__Exercise prompt__:
Scan the data below for lines holding the word "order", and copy each line found.

__Records from a collection__:

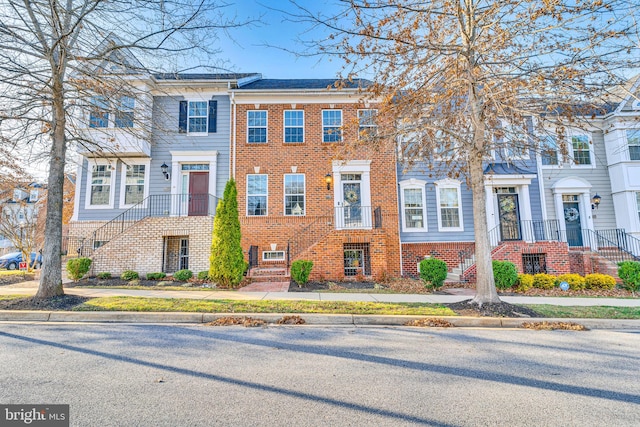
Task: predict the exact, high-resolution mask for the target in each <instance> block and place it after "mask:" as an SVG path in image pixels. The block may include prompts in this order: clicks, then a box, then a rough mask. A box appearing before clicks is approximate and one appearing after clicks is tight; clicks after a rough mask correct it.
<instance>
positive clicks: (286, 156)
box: [236, 95, 400, 279]
mask: <svg viewBox="0 0 640 427" xmlns="http://www.w3.org/2000/svg"><path fill="white" fill-rule="evenodd" d="M293 96H295V95H293ZM291 102H294V103H295V104H293V105H292V104H291V103H287V104H273V103H269V104H261V105H255V104H254V103H246V104H243V103H242V101H241V99H239V100H238V105H237V127H236V133H237V148H236V150H237V151H236V153H237V154H236V182H237V188H238V208H239V212H240V223H241V228H242V247H243V250H244V251H245V253H247V252H248V250H249V247H250V246H252V245H254V246H257V247H258V259H259V262H260V264H263V263H264V262H263V260H262V253H263V251H269V250H271V245H272V244H275V245H276V248H277V250H281V251H286V250H287V244H288V243H289V242H291V241H295V244H296V251H292V253H293V258H294V259H311V260H313V261H314V265H315V266H314V269H313V271H312V275H311V278H312V279H320V278H324V279H342V278H343V277H344V259H343V257H344V244H345V243H350V242H356V243H362V244H365V245H366V244H368V245H369V246H368V248H369V249H368V250H369V254H370V257H371V271H370V273H371V276H372V277H377V276H382V275H389V276H397V275H399V274H400V250H399V247H400V243H399V235H398V208H397V188H396V172H395V151H394V150H393V147H392V146H391V144H390V145H389V147H387V148H384V147H381V148H380V149H379V150H372V149H368V148H364V147H359V148H357V149H354V150H351V151H350V152H349V153H348V154H345V153H344V152H341V149H342V148H344V147H345V146H346V145H348V143H349V141H353V139H354V138H356V137H357V131H354V130H353V129H350V127H349V126H346V125H347V124H348V123H353V122H354V121H356V122H357V110H358V108H365V107H364V106H361V105H358V104H354V103H351V104H345V103H343V104H338V103H336V104H330V103H329V102H328V103H326V104H324V103H303V102H296V100H295V99H292V101H291ZM256 109H257V110H266V111H267V115H268V130H267V143H262V144H259V143H247V111H248V110H256ZM292 109H294V110H303V111H304V143H285V142H284V134H283V122H284V110H292ZM328 109H332V110H335V109H340V110H342V119H343V123H344V124H345V129H344V130H343V141H345V142H343V143H324V142H322V135H323V133H322V110H328ZM337 158H340V159H341V160H367V161H370V165H369V168H370V169H369V171H370V194H371V206H370V207H368V206H367V207H363V210H362V215H363V217H368V218H370V217H371V216H372V215H373V211H374V209H375V208H378V207H379V208H380V211H381V213H382V227H380V228H373V227H372V228H371V229H344V230H339V229H337V228H338V227H336V222H335V220H336V219H335V218H334V186H335V184H336V183H335V182H333V183H332V184H331V189H330V190H328V189H327V184H326V182H325V175H327V174H332V172H333V164H332V161H333V160H335V159H337ZM256 173H259V174H266V175H267V176H268V208H267V215H266V216H248V215H247V175H248V174H256ZM291 173H297V174H304V177H305V205H306V206H305V214H304V215H302V216H286V215H285V206H284V199H285V194H284V175H285V174H291ZM371 222H372V223H373V220H372V219H371Z"/></svg>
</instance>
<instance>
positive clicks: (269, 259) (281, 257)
mask: <svg viewBox="0 0 640 427" xmlns="http://www.w3.org/2000/svg"><path fill="white" fill-rule="evenodd" d="M266 254H282V257H278V258H266V256H265V255H266ZM262 261H264V262H283V261H285V254H284V251H262Z"/></svg>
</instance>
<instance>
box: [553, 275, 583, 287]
mask: <svg viewBox="0 0 640 427" xmlns="http://www.w3.org/2000/svg"><path fill="white" fill-rule="evenodd" d="M562 282H567V283H568V284H569V289H571V290H572V291H581V290H583V289H586V287H587V285H586V282H585V280H584V277H582V276H580V275H579V274H573V273H569V274H561V275H560V276H558V278H557V279H556V285H560V283H562Z"/></svg>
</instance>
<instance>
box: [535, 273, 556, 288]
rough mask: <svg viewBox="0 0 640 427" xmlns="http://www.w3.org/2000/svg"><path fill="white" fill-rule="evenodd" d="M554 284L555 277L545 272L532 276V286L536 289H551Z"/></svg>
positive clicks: (555, 277) (554, 276)
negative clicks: (532, 283) (532, 276)
mask: <svg viewBox="0 0 640 427" xmlns="http://www.w3.org/2000/svg"><path fill="white" fill-rule="evenodd" d="M555 286H556V277H555V276H552V275H551V274H547V273H538V274H534V276H533V287H534V288H538V289H553V288H554V287H555Z"/></svg>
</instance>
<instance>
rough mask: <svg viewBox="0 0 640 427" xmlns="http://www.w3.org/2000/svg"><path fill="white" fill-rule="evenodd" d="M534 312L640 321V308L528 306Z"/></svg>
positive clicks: (558, 315)
mask: <svg viewBox="0 0 640 427" xmlns="http://www.w3.org/2000/svg"><path fill="white" fill-rule="evenodd" d="M527 307H529V308H530V309H532V310H535V311H537V312H538V313H540V314H541V315H543V316H546V317H560V318H570V317H573V318H581V319H640V307H607V306H593V307H578V306H572V307H565V306H558V305H547V304H535V305H534V304H528V305H527Z"/></svg>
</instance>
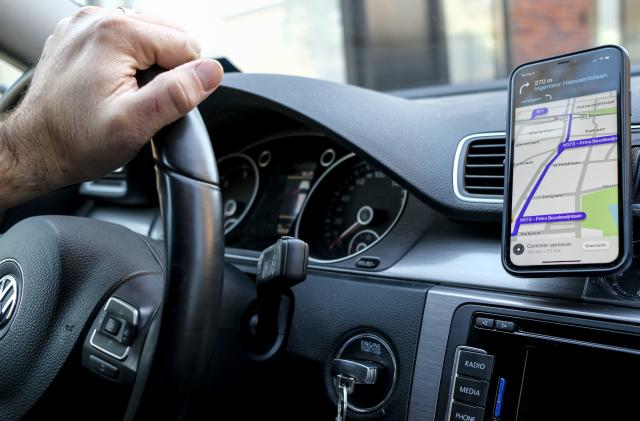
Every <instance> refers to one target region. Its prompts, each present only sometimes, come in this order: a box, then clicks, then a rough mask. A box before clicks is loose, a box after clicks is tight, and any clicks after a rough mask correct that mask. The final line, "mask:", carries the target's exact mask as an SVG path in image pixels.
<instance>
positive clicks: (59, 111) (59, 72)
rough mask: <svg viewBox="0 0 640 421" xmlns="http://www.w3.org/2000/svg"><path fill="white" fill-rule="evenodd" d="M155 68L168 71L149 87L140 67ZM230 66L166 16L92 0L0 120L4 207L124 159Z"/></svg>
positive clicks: (1, 198) (66, 20) (202, 91)
mask: <svg viewBox="0 0 640 421" xmlns="http://www.w3.org/2000/svg"><path fill="white" fill-rule="evenodd" d="M153 65H158V66H159V67H162V68H164V69H169V70H168V71H167V72H165V73H162V74H160V75H159V76H157V77H156V78H155V79H154V80H153V81H151V82H150V83H148V84H147V85H145V86H144V87H142V88H140V87H139V86H138V83H137V81H136V72H138V71H140V70H144V69H148V68H149V67H151V66H153ZM222 73H223V71H222V67H221V66H220V64H219V63H218V62H216V61H213V60H205V59H200V47H199V45H198V43H197V41H196V40H195V39H194V38H193V37H191V36H190V35H189V34H187V33H186V32H185V31H184V30H182V29H181V28H179V27H177V26H175V25H173V24H171V23H167V22H165V21H163V20H160V19H159V18H156V17H153V16H150V15H145V14H140V13H127V14H124V13H122V11H120V10H107V9H100V8H95V7H85V8H82V9H80V10H79V11H78V12H77V13H76V14H75V15H74V16H73V17H70V18H66V19H63V20H62V21H60V22H59V24H58V26H57V27H56V30H55V32H54V33H53V34H52V35H51V36H50V37H49V38H48V39H47V42H46V44H45V47H44V50H43V53H42V56H41V58H40V62H39V63H38V65H37V67H36V69H35V73H34V76H33V79H32V82H31V85H30V87H29V90H28V91H27V93H26V95H25V98H24V100H23V101H22V103H21V104H20V105H19V106H18V107H17V108H16V109H15V110H14V111H13V112H12V113H11V114H10V115H9V116H8V118H6V119H5V120H4V121H2V122H0V126H1V127H0V180H2V181H3V183H0V184H4V187H0V203H1V204H0V206H8V203H11V202H13V203H17V202H20V201H23V200H26V199H28V198H30V197H33V196H34V195H36V194H40V193H42V192H44V191H48V190H52V189H55V188H58V187H61V186H64V185H69V184H72V183H76V182H80V181H84V180H91V179H95V178H97V177H100V176H102V175H104V174H106V173H108V172H109V171H111V170H113V169H115V168H117V167H119V166H121V165H122V164H123V163H125V162H126V161H128V160H130V159H131V158H133V156H135V154H136V153H137V151H138V150H139V149H140V148H141V147H142V146H143V145H144V144H145V143H146V142H147V141H148V140H149V139H150V138H151V137H153V135H154V134H155V133H156V132H157V131H158V130H159V129H161V128H162V127H164V126H165V125H167V124H169V123H171V122H173V121H175V120H177V119H178V118H179V117H181V116H182V115H184V114H186V113H187V112H189V111H190V110H191V109H193V108H194V107H195V106H197V105H198V104H199V103H200V102H201V101H202V100H204V99H205V98H206V97H207V96H208V95H210V94H211V93H212V92H213V91H214V90H215V89H216V88H217V87H218V85H219V84H220V81H221V79H222ZM3 134H4V135H3ZM9 186H10V187H11V191H10V192H4V190H6V189H7V188H8V187H9Z"/></svg>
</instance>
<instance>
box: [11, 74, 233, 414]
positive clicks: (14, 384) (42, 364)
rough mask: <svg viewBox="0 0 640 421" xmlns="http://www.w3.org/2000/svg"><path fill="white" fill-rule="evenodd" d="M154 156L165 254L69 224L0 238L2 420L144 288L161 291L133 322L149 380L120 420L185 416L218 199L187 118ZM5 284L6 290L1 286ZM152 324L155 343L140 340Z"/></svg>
mask: <svg viewBox="0 0 640 421" xmlns="http://www.w3.org/2000/svg"><path fill="white" fill-rule="evenodd" d="M30 76H31V73H30V72H27V73H25V75H23V77H22V78H21V79H20V80H18V82H16V84H14V85H13V86H12V87H11V88H10V89H9V90H8V91H7V93H5V95H3V96H2V98H1V99H0V112H3V111H6V110H7V109H9V108H10V107H11V106H13V105H15V103H16V101H17V100H18V99H19V98H20V96H21V93H23V92H24V90H25V88H26V86H27V85H28V82H29V80H30ZM152 146H153V156H154V162H155V169H156V176H157V187H158V194H159V199H160V205H161V210H162V216H163V221H164V232H165V241H164V250H163V247H162V246H160V247H158V245H157V244H154V243H153V241H151V240H150V239H148V238H146V237H144V236H141V235H138V234H135V233H134V232H132V231H130V230H128V229H126V228H123V227H121V226H117V225H113V224H109V223H105V222H100V221H95V220H91V219H87V218H78V217H70V216H40V217H33V218H29V219H26V220H23V221H21V222H19V223H18V224H16V225H15V226H13V227H12V228H11V229H9V230H8V231H7V232H6V233H5V234H4V235H2V237H0V305H1V304H2V303H3V302H8V299H7V297H9V296H10V294H14V293H15V298H16V300H15V305H13V306H12V307H13V311H12V313H11V314H8V312H6V313H5V312H2V313H0V373H1V374H0V414H2V415H1V416H0V417H1V418H2V419H3V420H12V419H19V418H21V417H22V416H23V415H24V414H25V413H26V412H27V411H28V410H29V409H30V408H31V407H32V406H33V405H34V404H35V403H36V402H37V401H38V399H39V398H40V397H41V396H42V394H43V393H44V391H45V390H46V389H47V387H48V386H49V385H50V384H51V383H52V381H53V380H54V378H55V377H56V375H57V373H58V372H59V371H60V369H61V368H62V366H63V364H64V363H65V361H66V360H67V359H68V357H69V355H70V354H71V352H72V350H73V349H74V348H75V347H76V346H77V345H78V344H79V343H80V342H81V340H82V338H85V337H86V335H87V334H88V331H87V329H88V326H89V325H90V324H91V321H92V320H93V319H94V318H95V317H96V314H97V313H98V312H99V309H101V308H102V306H104V304H105V301H106V300H107V299H108V297H109V296H110V295H111V294H113V293H114V291H116V290H117V289H118V288H120V287H121V286H123V285H125V284H126V283H128V282H132V280H134V279H140V278H145V277H146V278H151V281H150V282H153V280H155V282H157V283H158V284H159V285H160V286H161V288H162V286H164V288H163V291H164V293H163V295H162V296H163V300H162V305H161V307H160V308H159V309H157V310H156V311H155V312H154V311H147V312H146V313H145V311H146V310H144V309H141V312H140V313H141V318H142V325H141V326H140V328H139V330H140V332H141V333H142V332H146V335H145V336H144V337H142V338H139V340H140V341H142V342H141V345H140V350H141V353H142V354H144V356H145V358H146V359H147V360H148V361H152V363H150V364H148V367H150V373H149V370H146V369H145V370H142V371H144V373H142V372H138V379H137V380H136V382H135V385H134V387H133V392H134V393H132V396H133V395H135V397H134V398H132V400H135V402H133V404H132V403H130V405H129V409H130V410H129V411H128V412H127V416H126V417H127V418H132V417H134V416H135V414H138V417H140V414H144V416H143V417H144V418H150V419H160V418H161V419H181V418H184V417H185V416H186V414H187V412H188V408H189V403H190V401H191V398H192V397H193V396H195V395H196V394H197V393H196V392H197V390H199V388H200V387H201V386H202V384H203V382H204V380H205V376H206V373H207V368H208V365H209V363H210V358H211V355H212V349H213V345H214V340H215V335H216V329H217V324H218V323H217V322H218V320H217V318H218V310H219V307H220V305H219V304H220V300H221V294H222V282H223V273H224V232H223V214H222V198H221V193H220V189H219V186H218V181H219V180H218V171H217V165H216V160H215V156H214V153H213V149H212V145H211V141H210V139H209V135H208V132H207V130H206V127H205V125H204V122H203V121H202V118H201V116H200V113H199V112H198V110H197V109H195V110H193V111H191V112H190V113H189V114H188V115H186V116H185V117H184V118H182V119H180V120H178V121H177V122H175V123H173V124H171V125H169V126H167V127H165V128H164V129H163V130H161V131H160V132H159V133H158V134H157V135H156V136H155V138H154V140H153V141H152ZM163 254H164V255H165V257H163ZM165 261H166V263H165ZM4 275H10V276H9V277H7V278H6V279H13V280H14V281H15V282H9V281H7V280H5V281H4V283H3V281H2V277H3V276H4ZM14 284H15V290H14ZM3 288H5V289H6V291H7V292H6V293H5V294H4V295H5V297H4V301H3V297H2V295H3V292H2V291H3ZM147 313H148V314H147ZM156 313H157V316H156ZM159 317H161V319H159ZM158 320H161V322H160V324H159V325H158V324H157V322H158ZM152 323H155V326H156V330H158V328H157V326H159V335H156V334H153V333H149V332H153V329H151V326H152ZM141 360H142V358H141ZM147 378H149V379H150V381H149V382H147V381H146V379H147ZM139 402H141V407H138V403H139ZM145 402H146V403H148V404H147V405H145ZM151 403H152V405H151Z"/></svg>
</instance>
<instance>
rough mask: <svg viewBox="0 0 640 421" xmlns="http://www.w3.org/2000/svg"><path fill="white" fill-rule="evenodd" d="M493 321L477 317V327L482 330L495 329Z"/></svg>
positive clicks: (476, 321)
mask: <svg viewBox="0 0 640 421" xmlns="http://www.w3.org/2000/svg"><path fill="white" fill-rule="evenodd" d="M493 323H494V321H493V319H488V318H486V317H476V327H479V328H482V329H493Z"/></svg>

__Response for this exercise__:
Task: predict the exact, high-resolution mask for the target in each <instance> block and place it after "mask:" as an SVG path in image pixels. The block may include prompts in this order: clicks, then a box, then a rough mask. A box appearing before clicks is approximate and one appearing after clicks is tight; clicks after a rough mask correct it.
Every <instance> refers to one target region. Its prompts, each present only sometimes, come in this order: a box, then clicks, then a rough mask. A box before clicks is loose, a box after clicks is tight, and any clicks after a rough mask correct that mask. The final line, "mask:", carries the target's exact mask as an SVG path in image pixels.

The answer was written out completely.